-- Data to examine --
════════════════════
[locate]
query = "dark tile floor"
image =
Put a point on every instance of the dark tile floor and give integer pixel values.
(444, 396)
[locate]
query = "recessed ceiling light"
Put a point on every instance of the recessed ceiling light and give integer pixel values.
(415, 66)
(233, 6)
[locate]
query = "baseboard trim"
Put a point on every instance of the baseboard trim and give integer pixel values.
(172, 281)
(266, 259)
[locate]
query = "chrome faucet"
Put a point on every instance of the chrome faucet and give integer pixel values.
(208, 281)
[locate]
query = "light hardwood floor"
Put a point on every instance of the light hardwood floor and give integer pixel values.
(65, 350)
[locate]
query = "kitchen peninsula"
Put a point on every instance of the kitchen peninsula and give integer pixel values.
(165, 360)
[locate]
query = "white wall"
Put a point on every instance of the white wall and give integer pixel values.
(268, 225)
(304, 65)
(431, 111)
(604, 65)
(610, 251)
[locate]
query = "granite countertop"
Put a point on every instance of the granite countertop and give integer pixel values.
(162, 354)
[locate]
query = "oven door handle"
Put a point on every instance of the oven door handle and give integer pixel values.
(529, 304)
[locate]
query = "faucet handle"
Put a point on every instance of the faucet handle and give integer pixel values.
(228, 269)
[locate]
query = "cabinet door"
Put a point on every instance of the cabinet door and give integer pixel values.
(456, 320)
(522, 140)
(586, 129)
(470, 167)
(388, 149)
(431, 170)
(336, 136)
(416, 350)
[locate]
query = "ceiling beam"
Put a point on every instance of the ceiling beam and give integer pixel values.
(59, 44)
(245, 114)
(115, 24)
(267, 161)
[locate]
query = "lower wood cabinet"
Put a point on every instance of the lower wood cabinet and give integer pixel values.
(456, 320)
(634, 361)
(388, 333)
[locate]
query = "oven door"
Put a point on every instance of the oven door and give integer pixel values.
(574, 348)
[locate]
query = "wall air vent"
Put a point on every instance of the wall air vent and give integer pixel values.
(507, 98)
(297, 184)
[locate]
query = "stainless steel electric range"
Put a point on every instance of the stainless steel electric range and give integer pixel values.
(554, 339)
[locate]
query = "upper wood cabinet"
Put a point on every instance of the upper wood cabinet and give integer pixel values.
════════════════════
-- To do --
Repeat the data exactly. Omit nothing.

-- Exercise answer --
[locate]
query = "dark tile floor"
image =
Put a point on every instance of the dark tile floor and give integer pixel values.
(444, 396)
[locate]
query = "recessed ceiling light"
Put a point on every instance of the recessed ceiling light and give integer pixel values.
(415, 66)
(233, 6)
[locate]
query = "baseboard trim"
Put a point on every instance of the baseboard trim and give integer pixel values.
(172, 281)
(266, 259)
[locate]
query = "chrome faucet"
Put a point on every instance of the chrome faucet and give integer pixel values.
(208, 281)
[locate]
query = "light hardwood floor"
Put a point on every instance of the light hardwood floor and give integer pixel values.
(65, 350)
[locate]
query = "kitchen peninsula"
Put a point on every instance of the kitchen peninsula and give integer pixel values.
(165, 360)
[locate]
query = "white wall"
Put a point on every instance of the white wall and give integer pixel values.
(268, 225)
(304, 65)
(431, 111)
(604, 65)
(610, 251)
[locate]
query = "granite countertop"
Put a point on every instance of the granite countertop and give integer pixel values.
(162, 354)
[locate]
query = "oven door handle"
Put a point on every instance of the oven door handle and give integer pixel values.
(529, 304)
[locate]
query = "faucet handle"
Put a point on every instance of the faucet handle and give integer pixel values.
(228, 269)
[locate]
query = "cabinet door"
Put a point on every instance of the cabinet door and give integer pixel values.
(456, 320)
(522, 140)
(586, 129)
(470, 167)
(388, 149)
(431, 170)
(336, 136)
(416, 350)
[locate]
query = "ceiling beam"
Put a point on every instance of the ceiling beam and give integer pixel values.
(59, 44)
(245, 114)
(115, 24)
(267, 161)
[locate]
query = "lower wood cabinet"
Put a point on every instance of the lower wood cabinet and give integer pixel values.
(456, 320)
(634, 361)
(388, 333)
[locate]
query = "oven door"
Put a point on every instance of the oven door and give integer pixel values.
(574, 348)
[locate]
query = "wall air vent"
Put a point on every instance of the wall air vent and give integer pixel values.
(507, 98)
(297, 184)
[locate]
query = "stainless steel electric range"
Put a point on every instance of the stainless steel electric range and give integer pixel values.
(554, 339)
[locate]
query = "upper wood cabinet"
Put a point on every instance of the upper wood cabinet and give integer pixel values.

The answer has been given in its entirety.